**HOW TO COMPLETE THIS TASK:** Exact reproduction is required for all entries.

═══ LISTED RECORDS

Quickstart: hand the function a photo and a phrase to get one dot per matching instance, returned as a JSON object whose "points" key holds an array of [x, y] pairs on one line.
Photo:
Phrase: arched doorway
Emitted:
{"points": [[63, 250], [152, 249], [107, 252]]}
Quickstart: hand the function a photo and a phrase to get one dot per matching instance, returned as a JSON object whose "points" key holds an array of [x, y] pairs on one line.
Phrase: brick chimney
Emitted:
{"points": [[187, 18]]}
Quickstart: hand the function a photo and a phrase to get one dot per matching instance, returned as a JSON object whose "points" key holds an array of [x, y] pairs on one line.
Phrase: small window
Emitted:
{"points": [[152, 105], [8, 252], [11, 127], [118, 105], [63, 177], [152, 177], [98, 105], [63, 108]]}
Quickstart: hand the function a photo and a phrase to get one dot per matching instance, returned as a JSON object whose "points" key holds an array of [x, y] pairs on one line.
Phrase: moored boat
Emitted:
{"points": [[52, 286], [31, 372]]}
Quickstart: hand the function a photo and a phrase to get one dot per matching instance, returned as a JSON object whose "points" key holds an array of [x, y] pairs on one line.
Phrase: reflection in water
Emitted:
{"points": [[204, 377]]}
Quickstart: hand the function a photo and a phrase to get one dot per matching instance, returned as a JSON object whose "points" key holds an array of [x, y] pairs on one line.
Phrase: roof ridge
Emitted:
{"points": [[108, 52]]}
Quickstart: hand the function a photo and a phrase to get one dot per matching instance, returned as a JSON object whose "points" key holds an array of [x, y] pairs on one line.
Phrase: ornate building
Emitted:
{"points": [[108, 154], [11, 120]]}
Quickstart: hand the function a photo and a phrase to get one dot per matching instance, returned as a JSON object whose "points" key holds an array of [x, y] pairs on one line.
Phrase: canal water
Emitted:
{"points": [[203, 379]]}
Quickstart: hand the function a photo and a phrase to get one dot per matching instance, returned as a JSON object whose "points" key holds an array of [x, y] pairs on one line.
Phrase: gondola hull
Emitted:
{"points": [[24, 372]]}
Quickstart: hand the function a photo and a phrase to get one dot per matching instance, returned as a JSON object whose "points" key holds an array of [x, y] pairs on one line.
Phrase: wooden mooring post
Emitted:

══════

**RESPONSE BOX:**
Quickstart: hand the function a photo and a phrase to get one dot per matching instance, returned as a JSON object whose "points" key holds an array of [x, y] pairs on one line.
Photo:
Phrase: arched doorway
Emitted:
{"points": [[63, 250], [152, 249], [107, 252]]}
Quickstart: hand the function a photo and a phrase to get one dot per matching instance, returned as a JSON object whose "points" key holds an array of [x, y] pairs on one line.
Phrase: brick chimney
Emitted:
{"points": [[187, 18]]}
Quickstart: hand the function a photo and a phrase to get one dot per matching instance, returned as a JSON object whose "points" key holds an array of [x, y] pairs on one line.
Phrase: small window
Emitted:
{"points": [[152, 105], [8, 252], [11, 127], [118, 105], [63, 177], [152, 177], [98, 105], [63, 108]]}
Quickstart: hand the function a photo and a phrase to get one dot per matching instance, returned as a JSON object whose "points" key holds an array of [x, y] pairs on one line.
Phrase: moored boat
Emitted:
{"points": [[52, 286], [31, 372]]}
Quickstart: hand the function a photo and a phrase to get one dot per matching instance, returned as a JSON object whose "points" key holds an array of [x, y] pairs on one line.
Phrase: reflection in water
Emitted:
{"points": [[204, 377]]}
Quickstart: hand the function a photo and a phrase to get one dot per matching instance, returned as a JSON object whose "points" key holds an array of [x, y] pairs on one line.
Phrase: roof ridge
Emitted:
{"points": [[108, 52]]}
Quickstart: hand the function a photo and a phrase to get one dot per matching instance, returned as a JSON object whose "points" key holds an array of [x, y] pairs on one line.
Phrase: ornate building
Emitted:
{"points": [[108, 154], [11, 120]]}
Quickstart: hand the function a photo and a phrase to get one dot per matching instance, returned as a JSON object whose "points" key holds an array of [x, y] pairs on one line.
Phrase: canal water
Emitted:
{"points": [[203, 379]]}
Quickstart: hand the function a photo and a phrase to get one dot per matching instance, returned as a JSON object whose "points" key holds an array of [x, y] pairs on one line.
Phrase: gondola hull
Emitted:
{"points": [[24, 372]]}
Quickstart: hand the function a photo and a phrase to get one dot per matching instance, returned as a JSON object whose "points" key holds an array of [x, y] pairs on one line.
Phrase: wooden mooring post
Emitted:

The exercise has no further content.